[Dataset excerpts on object pointing]
--*--

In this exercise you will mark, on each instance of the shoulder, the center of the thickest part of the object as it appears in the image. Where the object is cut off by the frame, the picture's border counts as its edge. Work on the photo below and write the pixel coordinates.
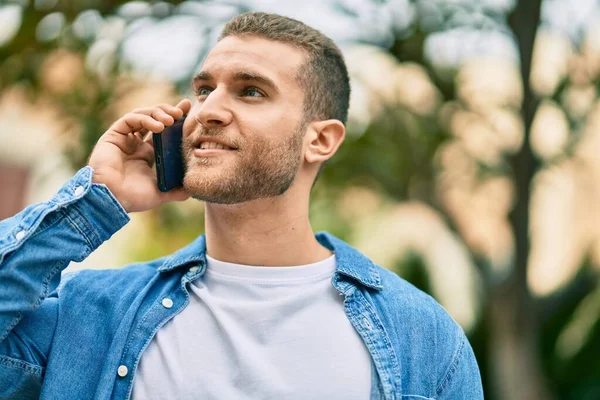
(131, 277)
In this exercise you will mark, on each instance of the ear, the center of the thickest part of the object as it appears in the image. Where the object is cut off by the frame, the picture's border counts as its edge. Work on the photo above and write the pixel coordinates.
(324, 138)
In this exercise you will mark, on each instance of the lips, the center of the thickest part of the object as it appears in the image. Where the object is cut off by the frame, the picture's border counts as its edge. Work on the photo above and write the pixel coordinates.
(208, 142)
(213, 145)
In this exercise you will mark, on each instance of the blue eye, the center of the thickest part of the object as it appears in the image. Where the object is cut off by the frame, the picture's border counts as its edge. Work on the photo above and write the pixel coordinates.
(252, 92)
(204, 91)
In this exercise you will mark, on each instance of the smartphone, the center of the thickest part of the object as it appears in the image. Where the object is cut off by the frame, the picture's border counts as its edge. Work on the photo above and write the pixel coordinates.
(168, 156)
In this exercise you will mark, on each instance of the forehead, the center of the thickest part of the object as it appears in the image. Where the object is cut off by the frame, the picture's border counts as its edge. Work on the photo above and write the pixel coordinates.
(278, 61)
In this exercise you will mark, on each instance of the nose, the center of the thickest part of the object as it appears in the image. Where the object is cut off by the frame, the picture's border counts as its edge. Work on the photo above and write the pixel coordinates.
(214, 110)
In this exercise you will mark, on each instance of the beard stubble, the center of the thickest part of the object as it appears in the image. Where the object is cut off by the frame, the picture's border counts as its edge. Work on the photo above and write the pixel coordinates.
(261, 168)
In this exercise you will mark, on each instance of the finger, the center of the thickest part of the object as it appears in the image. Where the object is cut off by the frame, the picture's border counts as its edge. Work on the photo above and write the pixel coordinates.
(134, 122)
(158, 113)
(184, 105)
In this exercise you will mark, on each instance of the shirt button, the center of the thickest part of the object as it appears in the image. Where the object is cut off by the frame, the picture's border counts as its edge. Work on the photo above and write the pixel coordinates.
(122, 371)
(79, 190)
(167, 303)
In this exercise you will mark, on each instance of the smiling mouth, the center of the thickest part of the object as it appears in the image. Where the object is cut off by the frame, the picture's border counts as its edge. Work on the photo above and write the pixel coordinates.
(213, 145)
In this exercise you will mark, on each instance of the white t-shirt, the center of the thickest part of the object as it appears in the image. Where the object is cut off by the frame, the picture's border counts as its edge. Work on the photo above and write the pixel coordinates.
(258, 333)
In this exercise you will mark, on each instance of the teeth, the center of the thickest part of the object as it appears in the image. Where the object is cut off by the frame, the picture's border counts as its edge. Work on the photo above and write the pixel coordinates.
(213, 145)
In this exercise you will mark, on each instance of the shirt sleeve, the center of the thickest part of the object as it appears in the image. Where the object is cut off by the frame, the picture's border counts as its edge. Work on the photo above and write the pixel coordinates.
(35, 246)
(463, 380)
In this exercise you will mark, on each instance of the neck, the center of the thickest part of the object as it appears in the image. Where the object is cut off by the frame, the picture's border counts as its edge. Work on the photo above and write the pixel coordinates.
(267, 232)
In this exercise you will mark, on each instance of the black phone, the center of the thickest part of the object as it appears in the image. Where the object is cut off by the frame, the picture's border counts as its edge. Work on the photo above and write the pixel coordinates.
(168, 156)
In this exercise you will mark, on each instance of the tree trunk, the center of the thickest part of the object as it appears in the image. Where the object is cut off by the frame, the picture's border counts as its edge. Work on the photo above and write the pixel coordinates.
(514, 325)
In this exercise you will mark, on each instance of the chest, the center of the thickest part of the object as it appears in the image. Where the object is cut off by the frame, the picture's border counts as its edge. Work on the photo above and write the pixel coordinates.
(270, 344)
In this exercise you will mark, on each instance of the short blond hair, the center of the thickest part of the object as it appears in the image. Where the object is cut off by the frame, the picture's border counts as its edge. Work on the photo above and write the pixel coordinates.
(323, 77)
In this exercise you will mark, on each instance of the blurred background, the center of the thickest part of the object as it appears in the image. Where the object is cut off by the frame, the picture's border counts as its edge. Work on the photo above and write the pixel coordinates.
(471, 166)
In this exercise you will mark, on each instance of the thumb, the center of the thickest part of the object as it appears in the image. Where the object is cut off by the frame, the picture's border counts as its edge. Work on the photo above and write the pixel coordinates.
(185, 105)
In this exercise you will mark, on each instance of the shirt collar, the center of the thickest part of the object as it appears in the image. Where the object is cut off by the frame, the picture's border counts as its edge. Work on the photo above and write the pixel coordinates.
(349, 261)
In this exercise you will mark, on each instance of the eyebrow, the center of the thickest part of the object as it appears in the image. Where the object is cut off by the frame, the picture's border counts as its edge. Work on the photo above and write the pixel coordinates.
(245, 76)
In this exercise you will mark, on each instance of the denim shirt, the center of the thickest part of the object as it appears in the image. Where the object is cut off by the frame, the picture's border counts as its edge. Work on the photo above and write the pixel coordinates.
(82, 336)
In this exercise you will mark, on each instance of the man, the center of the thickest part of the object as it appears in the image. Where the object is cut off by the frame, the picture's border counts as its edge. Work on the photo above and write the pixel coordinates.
(258, 307)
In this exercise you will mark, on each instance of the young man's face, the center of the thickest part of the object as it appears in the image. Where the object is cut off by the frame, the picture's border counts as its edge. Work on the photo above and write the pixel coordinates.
(248, 100)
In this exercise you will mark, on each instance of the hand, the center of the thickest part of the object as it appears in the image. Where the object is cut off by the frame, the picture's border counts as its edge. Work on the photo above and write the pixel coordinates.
(123, 158)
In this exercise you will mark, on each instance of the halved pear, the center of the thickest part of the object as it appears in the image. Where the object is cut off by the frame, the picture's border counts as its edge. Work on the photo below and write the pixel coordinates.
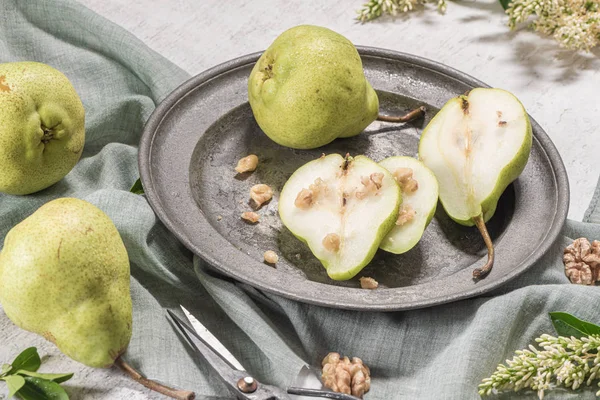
(419, 201)
(342, 207)
(476, 146)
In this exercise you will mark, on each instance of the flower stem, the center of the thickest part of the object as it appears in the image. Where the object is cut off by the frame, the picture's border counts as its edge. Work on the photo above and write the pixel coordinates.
(153, 385)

--*--

Quote the preceding listing precisely and completely, omitting its images.

> **WRITTEN RESPONSE**
In this exercise you will mark, on each instance of the shoulder, the center of the thickest part of the object as it appears in the image. Where the object is cut off by the frame, the picture's border counts as its edge. Work on the photo below and write the pixel coordinates.
(131, 277)
In this exercise you will mark, on each instance of the ear, the center of the thickest part of the object as it appears in the image. Where the object is cut off by the frame, the picture's border counts as its edge. Work on the photo above and write the pixel coordinates.
(324, 138)
In this exercise you will mark, on each instance of the lips, the center of the thickest part of the object as it appears in the image. Where the object is cut off by the frame, the picture's border counts as its edge. Work on the photo above and write the pixel coordinates.
(208, 142)
(213, 145)
In this exercise you will mark, on each instance of the blue eye, the center of the thickest part of the object as it appears in the image. Where the object is cut off by the frame, the picture's border counts as its edge. Work on the photo above and write the pixel coordinates.
(252, 92)
(204, 91)
In this exercise you will mark, on each instance of the smartphone, the center of the thickest part of the object as it appears in the image. Where the object is cut off by the frame, the picture's border counts as its edge. Work on the photo above and write the pixel coordinates.
(168, 156)
In this exercise you will mark, on each instance of the forehead, the center of the thickest part of the object as it appears in the image. Where the object is cut off by the frame, the picture's border counts as its edge. Work on the photo above and write the pixel coordinates.
(278, 61)
In this exercise you will mark, on each instance of the nose, the center of the thickest part of the object as it appears in the image. Where the object is cut off by the frame, the picture's border counts as its edge. Work on the photo above and write the pixel coordinates.
(214, 110)
In this exercise you will mark, on each instance of the beard stubble, the center of the thickest part of the object as it appears in the image. Where the object is cut off by the frame, the picture's border counts as its edge. Work on the photo above and write the pixel coordinates.
(261, 168)
In this exercise you will mark, on each instance of the finger, the center of the thickest part of the object as it appears in the image. Where the object is cut off by the frame, the picture's border counts as its edge. Work on the photo above and write the pixel coordinates.
(134, 122)
(158, 113)
(184, 105)
In this exercise you will mark, on each instance of the shirt button, the center of the thickest part of the object as it appears in the image. Where the object is cut off by the frame, the picture's border counts as its edge. Work on the photo above and write the pixel coordinates.
(122, 371)
(79, 190)
(167, 303)
In this exercise you will mark, on each instance of the smiling mouth, the center of the thickest part of the object as it appears in the image. Where the object is cut off by the frame, the picture's border counts as its edge. Work on the photo above and write the pixel coordinates.
(213, 145)
In this exercise you will mark, on each instance of the white t-shirt, the center of the thickest part of the object as it appears in the image. Where the object is cut off by the frame, the picture's border counts as its edge. Work on the photo above and write the pixel coordinates.
(258, 333)
In this exercise you will mark, on each instance of the teeth, the center of the thickest part of the object as it appears in the image. Where the object is cut off by the frame, the picture's border counts as its edge. Work on the photo above and write the pixel coordinates.
(213, 145)
In this exercise you will mark, on each instance of the shirt sleeve, the center of the thickest part of the object as it appears in the image. Where the object is cut off by the frame, the picture's border counts as its edge. Work on the photo above and write the pixel coordinates.
(35, 246)
(463, 380)
In this exercise you will mark, on each instance of the neck, the center of the thickest part of the object as it appears in the image. Where the object is cut off by the frame, the picture's border counts as its edge. Work on the photo above and write the pixel coordinates.
(267, 232)
In this exercise you will mark, on each instance of the black phone, the center of the thickest part of the object as it appears in the image. Where the object is cut off by the frame, the picture's border counts as its edge. Work on the photo above and write the pixel coordinates.
(168, 156)
In this exercise you will mark, on each instance of the tree trunk, the center of the thickest part of the object as it appears in the image. Where the object is cut off by the frame, the picture's border counts as its edge. Work on the photo above and write the pixel coordinates.
(514, 325)
In this exercise you will mark, on each instance of the chest, the center of the thickest part of the object as it appears in the image. Where the object is cut off by the frame, the picture's border counts as its edge. Work on the photo above and write the pixel coordinates.
(270, 344)
In this exercise you will mark, on each instance of the short blond hair, the center of the thickest part of the object as it appears in the image. Where the object is cut off by the frame, the picture's border counts as its edge. Work on the photo above and write the pixel coordinates.
(323, 77)
In this exercise you will mark, on each instance of the blurred background, the center of the thickest part of the object as it appears in the image. Where the object is cut off by the frame, the picture's border counts as its edge. Work on the photo above and write the pixel coordinates.
(471, 166)
In this exercise you will mark, on each instance of the thumb, the center of the thickest part of the object as it appears in the image. Where the object is cut off by the frame, the picture's border counts as its edge. Work on the photo above and write the pixel coordinates.
(185, 105)
In this exercise you will mark, on each instance of the shirt collar, the center of the thickest part of the object as it appears in the image. Where the object is cut off by the frame, the picture's border counts as its edge. Work on the photo above and write the pixel coordinates.
(349, 261)
In this exercise you will mark, on each instance of the eyebrow, the center of the thickest part of the object as it appears in the image. Where the object is cut off by the frame, the picture's border counts as its edge. Work on the photo above and write the pixel coordinates.
(245, 76)
In this exercise you will mark, on each instance of the denim shirt, the center of the thickest part of the object as it appears in the image. Where the object is cut off by the frame, the picture's border counts as its edge. Work on the photo above and write the pixel coordinates.
(82, 336)
In this exercise you will mark, on each instance of the man, the center of the thickest part of the object as it appears in the image. Where the object is cut off by the frame, the picture's border counts as its edge. Work on the photo above and write the pixel coordinates.
(258, 307)
In this exercise you will mark, on each instance of the young man's face, the center of the thickest part of the object as it appears in the image. Where the object is cut off by the frame, the picture's border counts as its edge. Work on the photo above and write the pixel coordinates.
(248, 100)
In this exercise you will mark, on each instance of the hand, the center of the thickest part of the object as it appears in the image. Where the object is cut off by the frame, the picture's border counts as its edge. Work on the photo above and write the pixel coordinates.
(123, 158)
In this exercise you will mark, on each instance of the halved pear, the center of the thickest part of the object as it appears in the image. Where the object is cut off by the frame, the picture's border counts as its edge. Work on the photo below and write the pixel coordinates.
(419, 201)
(342, 207)
(476, 146)
In this exercise you will mark, on each instance of the flower stem, the center of the thickest part of the object as it appears in the image. Where the object is cut off by the frame, the picture's border counts as its edge. Work on the photo above and write the pixel coordinates.
(153, 385)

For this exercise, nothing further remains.